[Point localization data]
—————

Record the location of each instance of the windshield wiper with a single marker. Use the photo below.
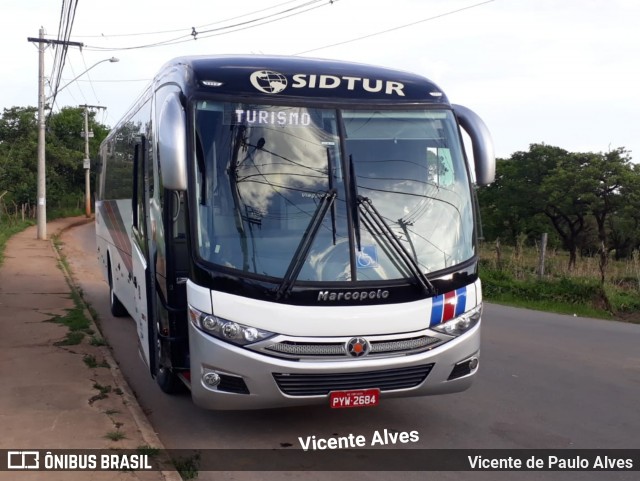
(305, 244)
(377, 225)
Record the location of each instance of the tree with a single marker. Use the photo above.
(64, 154)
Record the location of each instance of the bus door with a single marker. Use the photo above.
(140, 247)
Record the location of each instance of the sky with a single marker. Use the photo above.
(561, 72)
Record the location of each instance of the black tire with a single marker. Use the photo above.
(117, 308)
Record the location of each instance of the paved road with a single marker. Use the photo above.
(546, 381)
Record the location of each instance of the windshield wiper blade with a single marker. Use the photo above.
(378, 225)
(305, 244)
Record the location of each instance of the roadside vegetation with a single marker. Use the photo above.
(64, 166)
(588, 205)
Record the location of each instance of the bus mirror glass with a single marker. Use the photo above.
(172, 144)
(483, 156)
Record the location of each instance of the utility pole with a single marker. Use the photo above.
(42, 179)
(87, 161)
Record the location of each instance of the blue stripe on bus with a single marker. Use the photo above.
(437, 306)
(461, 301)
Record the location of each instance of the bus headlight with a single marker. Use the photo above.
(227, 330)
(460, 324)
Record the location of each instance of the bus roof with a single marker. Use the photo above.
(283, 77)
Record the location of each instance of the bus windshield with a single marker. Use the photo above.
(330, 194)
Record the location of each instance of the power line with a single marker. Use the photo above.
(138, 34)
(395, 28)
(196, 35)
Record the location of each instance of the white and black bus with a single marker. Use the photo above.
(289, 231)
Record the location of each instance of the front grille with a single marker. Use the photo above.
(324, 349)
(322, 384)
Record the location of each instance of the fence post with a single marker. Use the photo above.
(543, 252)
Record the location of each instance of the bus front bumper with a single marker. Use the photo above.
(250, 380)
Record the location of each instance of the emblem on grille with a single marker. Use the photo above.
(358, 347)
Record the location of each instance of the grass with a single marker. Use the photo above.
(115, 435)
(91, 361)
(511, 278)
(188, 466)
(77, 322)
(8, 229)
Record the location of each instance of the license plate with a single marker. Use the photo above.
(354, 399)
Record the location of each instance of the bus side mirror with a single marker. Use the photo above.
(483, 156)
(172, 144)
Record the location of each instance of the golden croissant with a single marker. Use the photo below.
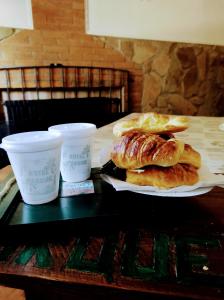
(153, 123)
(180, 174)
(135, 149)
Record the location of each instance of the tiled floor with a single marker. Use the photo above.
(11, 294)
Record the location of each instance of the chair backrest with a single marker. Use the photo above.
(63, 93)
(99, 111)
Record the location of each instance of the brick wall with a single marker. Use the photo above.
(175, 78)
(59, 37)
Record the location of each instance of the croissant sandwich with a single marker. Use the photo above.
(164, 178)
(136, 149)
(153, 123)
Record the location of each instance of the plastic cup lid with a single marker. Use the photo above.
(31, 141)
(74, 129)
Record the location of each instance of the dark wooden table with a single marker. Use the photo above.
(117, 245)
(134, 247)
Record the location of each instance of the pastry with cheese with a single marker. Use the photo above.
(136, 149)
(164, 178)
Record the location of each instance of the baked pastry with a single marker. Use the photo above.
(190, 156)
(136, 149)
(153, 123)
(164, 178)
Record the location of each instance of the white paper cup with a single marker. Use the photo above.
(35, 160)
(76, 150)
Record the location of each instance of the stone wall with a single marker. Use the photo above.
(178, 78)
(166, 77)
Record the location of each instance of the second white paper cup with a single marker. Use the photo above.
(76, 150)
(35, 160)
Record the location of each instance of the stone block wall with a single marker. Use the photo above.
(178, 78)
(166, 77)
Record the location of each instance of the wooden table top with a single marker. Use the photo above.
(160, 247)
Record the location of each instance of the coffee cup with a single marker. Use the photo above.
(35, 160)
(76, 150)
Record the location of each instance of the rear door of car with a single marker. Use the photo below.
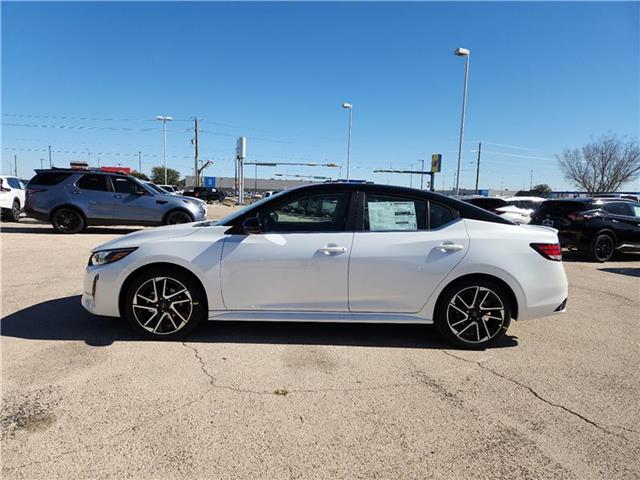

—————

A verbatim reproduction of each entry is expected, with every picture omitted.

WRITTEN ANSWER
Record the location of each instance of the windshield wiper with a single marker. Use the photo below.
(305, 244)
(377, 225)
Record the location of each instance of the tree with a single marker. Use the photo above.
(64, 154)
Record the location of each instance of the bus door with a single marker. Use the photo above.
(140, 247)
Record the location of each instance of the sky with a single marker. Use the photo above.
(561, 72)
Record the location of each instance of the black tire with a single marker. Use the photo above.
(117, 308)
Record the location of each instance of the paved road with a single marker. Use the photo above.
(546, 381)
Record the location of each instance of the windshield wiper blade with a single marker. Use the photo above.
(378, 225)
(305, 244)
Record the location of each instance of the roadside vegetation with a single marker. Use the photo above.
(64, 166)
(588, 205)
Record the location of each instance of the bus mirror glass with a single marker. Use the photo above.
(172, 144)
(483, 156)
Record the location of each instance of the utility pole with a single marker. Use the photo above.
(42, 179)
(87, 161)
Record the location of each instance of the blue stripe on bus with a single marker. Use the photo above.
(437, 306)
(461, 301)
Record the location of each instance of the bus headlight with a single marker. Use the photo above.
(227, 330)
(460, 324)
Record the location of each instance of the bus roof with a single marker. Use the photo above.
(283, 77)
Record the location of each instance of the bus windshield with a single marker. Use the photo above.
(330, 194)
Record the location of each instance of the power line with a single marker. Use the photo above.
(138, 34)
(395, 28)
(196, 35)
Record the location of each instance of the white and black bus with a single marker. Use the photo above.
(289, 231)
Record the location of each instance of the front grille with a single marker. Use the photo above.
(324, 349)
(322, 384)
Record the location of each instance of the fence post with a single marker. Use the photo above.
(543, 252)
Record the location of each instance of the bus front bumper with a single marker. Use the photo above.
(250, 380)
Record the location of each instance of the emblem on grille with a single marker. Use the photo above.
(358, 347)
Record the location of each instance of the grass with a single marker. Use the photo above.
(115, 435)
(91, 361)
(511, 278)
(188, 466)
(77, 322)
(8, 229)
Record the location of each instance of the license plate with a single marker. Use the photo above.
(354, 399)
Record the location of each instance of the bus side mirror with a single marker. Use the photo above.
(483, 156)
(172, 144)
Record the location of each instance of the golden croissant with a single marker. Use the photo below.
(153, 123)
(180, 174)
(135, 149)
Record the location of each instance of the tiled floor with a single marker. Use the photo above.
(11, 294)
Record the location of each instance of the chair backrest with a single marker. Use the photo above.
(63, 93)
(99, 111)
Record the location of each instance of the brick wall with a single marker. Use the photo above.
(175, 78)
(59, 37)
Record the location of each instance of the croissant sandwich with a single marker. Use the photo above.
(164, 178)
(136, 149)
(153, 123)
Record the location of each instance of the plastic cup lid with a single marker. Use the photo above.
(31, 141)
(74, 129)
Record the location of each instance of the dark wooden table with a single marker. Use the photo above.
(117, 245)
(134, 247)
Record the location of each instance of the pastry with cheese with a single marker. Use the photo above.
(136, 149)
(164, 178)
Record the location of each instance of the baked pastry with a single marker. Use the photo above.
(190, 156)
(136, 149)
(153, 123)
(164, 178)
Record the location of each instance of the white paper cup with a single marker. Use the photo above.
(35, 160)
(76, 150)
Record the location of each instance of the stone wall with a single marker. Use the photo above.
(178, 78)
(166, 77)
Record the location of each instance of the second white paper cup with a single marker. Use the photo above.
(76, 150)
(35, 160)
Record the location of each instance of the stone block wall with a single marker. Use the photo above.
(178, 78)
(166, 77)
Record the location of each instance of the wooden table top with a single marker. Use the photo above.
(160, 247)
Record the location of each instance of the coffee cup with a single marker. Use the photo above.
(35, 160)
(76, 150)
Record the location of each instance of the rear door of car with a single marker. Use the photo below.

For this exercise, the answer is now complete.